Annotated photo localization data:
☆ ☆ ☆
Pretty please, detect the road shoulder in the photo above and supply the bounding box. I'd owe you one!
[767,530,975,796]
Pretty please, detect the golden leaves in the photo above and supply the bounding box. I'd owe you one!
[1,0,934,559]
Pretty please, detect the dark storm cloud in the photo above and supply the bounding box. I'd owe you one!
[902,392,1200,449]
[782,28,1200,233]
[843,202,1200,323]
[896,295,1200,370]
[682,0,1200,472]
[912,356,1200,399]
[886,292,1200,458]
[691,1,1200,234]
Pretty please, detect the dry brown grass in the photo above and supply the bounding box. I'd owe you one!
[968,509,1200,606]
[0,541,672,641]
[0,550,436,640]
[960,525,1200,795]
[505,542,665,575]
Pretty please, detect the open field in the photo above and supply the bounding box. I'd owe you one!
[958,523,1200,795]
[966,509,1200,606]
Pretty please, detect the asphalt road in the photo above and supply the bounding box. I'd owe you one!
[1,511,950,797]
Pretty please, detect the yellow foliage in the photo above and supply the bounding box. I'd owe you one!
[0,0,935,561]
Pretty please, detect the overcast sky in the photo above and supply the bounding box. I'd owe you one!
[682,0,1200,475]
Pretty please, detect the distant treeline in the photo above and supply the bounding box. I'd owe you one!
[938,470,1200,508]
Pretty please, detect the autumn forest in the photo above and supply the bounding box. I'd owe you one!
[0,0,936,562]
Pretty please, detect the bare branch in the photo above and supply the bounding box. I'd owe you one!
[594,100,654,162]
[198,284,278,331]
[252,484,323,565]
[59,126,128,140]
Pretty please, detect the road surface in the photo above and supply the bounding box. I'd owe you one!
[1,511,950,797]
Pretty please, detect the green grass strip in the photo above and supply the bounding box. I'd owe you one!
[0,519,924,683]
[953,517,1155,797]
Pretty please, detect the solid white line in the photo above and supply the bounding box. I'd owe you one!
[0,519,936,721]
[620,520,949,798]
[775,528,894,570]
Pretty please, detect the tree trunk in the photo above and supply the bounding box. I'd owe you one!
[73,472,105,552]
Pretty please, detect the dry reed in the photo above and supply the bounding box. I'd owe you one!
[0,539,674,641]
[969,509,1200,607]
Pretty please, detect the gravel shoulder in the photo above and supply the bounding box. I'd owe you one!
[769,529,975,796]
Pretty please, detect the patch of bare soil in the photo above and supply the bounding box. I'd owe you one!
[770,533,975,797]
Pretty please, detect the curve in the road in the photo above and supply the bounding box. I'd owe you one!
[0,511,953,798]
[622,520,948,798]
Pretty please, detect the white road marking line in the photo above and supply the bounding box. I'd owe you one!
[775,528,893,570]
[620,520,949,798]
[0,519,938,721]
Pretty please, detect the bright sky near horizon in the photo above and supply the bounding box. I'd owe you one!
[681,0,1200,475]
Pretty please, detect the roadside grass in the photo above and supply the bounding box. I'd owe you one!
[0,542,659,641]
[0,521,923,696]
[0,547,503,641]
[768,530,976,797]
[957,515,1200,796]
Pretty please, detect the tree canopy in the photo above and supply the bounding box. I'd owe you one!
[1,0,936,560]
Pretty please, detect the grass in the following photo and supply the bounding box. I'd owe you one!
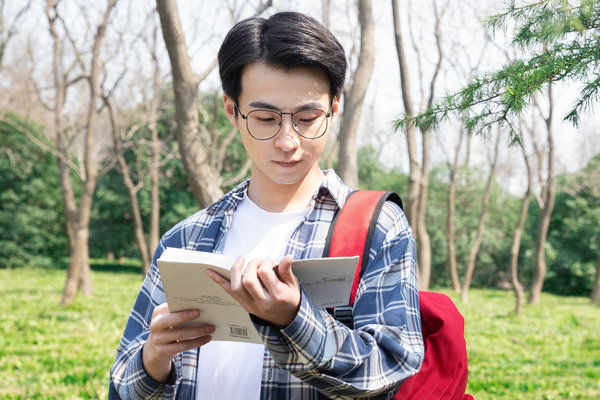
☆ ☆ ☆
PROBLEM STATEMENT:
Excluding the pictures, transcribe all of the entries exactly.

EXERCISE SOLUTION:
Pretty please, detect the road shoulder in the photo above and supply the bounding box. I'd owe you one!
[767,530,975,796]
Pretty please, detect the golden leaves in the photo above and supply the bounding box. I'd owe you one!
[1,0,934,559]
Pretty please, detect the dark storm cloud in the photo above and supply the bounding box. I'd owe you one!
[902,392,1200,449]
[782,28,1200,233]
[843,202,1200,323]
[896,295,1200,370]
[682,0,1200,472]
[912,356,1200,399]
[886,292,1200,458]
[691,1,1200,234]
Pretty please, detect the dry brown grass in the photo above and supply the bounding box. I'd owe you one!
[968,509,1200,606]
[0,541,672,641]
[0,550,436,640]
[960,525,1200,795]
[505,542,665,575]
Pretty please, detect the open field in the photo above and supply the bounding box. I'd owe you one!
[958,523,1200,795]
[966,509,1200,606]
Pretty please, detect the asphalt road in the photo above and supply the bounding box. I'd owe you one!
[1,511,950,797]
Pretty please, detect the yellow foliage in the photo above and supply the bounding box. I'd owe you one!
[0,0,935,561]
Pretty please, detect the overcast sky in the photo above and supply the bounding box. I'd owe you one!
[682,0,1200,475]
Pretty please, detect the distant treeline in the photo above and supply the bounding box. I'd owe you one!
[938,470,1200,508]
Pretty please, detect the autumn forest in the photo above and supply the bounding box. I'd owe you one!
[0,0,936,562]
Pretty please, detect the bare branch in the photo above and supply the bounding box. I'd owe you one!
[594,100,654,162]
[198,284,278,331]
[252,484,323,565]
[59,126,128,140]
Pretty please, detect the road surface in the photo above and supply the bounding box. I'd owe you one!
[1,511,950,797]
Pretty please, detect the green grass strip in the photo above and supply the bounding box. I'd owe you one!
[0,519,924,683]
[953,517,1155,797]
Pretty please, detect the solid white line in the photo above and supply the bounding box. I'd owe you one!
[0,519,936,721]
[620,520,949,798]
[775,528,894,570]
Pretty please, detect the tree trunk in the photo above and supply the bounding box. I'd owe you one!
[73,472,105,552]
Pretty please, detect the dry reed in the photo above and supply the bounding box. I'd owe you one!
[0,539,674,641]
[969,509,1200,607]
Pretty please, detect the gravel shoulder in the photo above and supply the bounding box. I'd owe you one!
[769,529,975,796]
Pretty please, detect the patch of bare soil in the photo above and supply the bounding box. I'd owe you one!
[770,533,975,797]
Pretty please, detect the curve in the road in the photo above and supply the bounding box. I'd owe you one!
[0,511,953,798]
[622,520,948,798]
Pretty please, detect the white road marking line in the photo above and supply the bounding box. I'd owe you one!
[775,528,893,570]
[620,520,949,798]
[0,519,938,721]
Pretty please, detect the bright sky near horizon in the photo above and supply the bounding box. I'd owe you one!
[681,0,1200,475]
Pretty please, detect the roadside grass in the photo above and supply the bounding box. I'd owe you one!
[0,542,659,641]
[0,521,923,696]
[0,547,503,641]
[768,530,976,797]
[957,515,1200,796]
Pretty please, detect the tree canopy in the photo above and supply the bounding box. I'd owe you one!
[1,0,936,560]
Pretty please, detect the grass in the following photo and supply the bounding box. I'd owe you one!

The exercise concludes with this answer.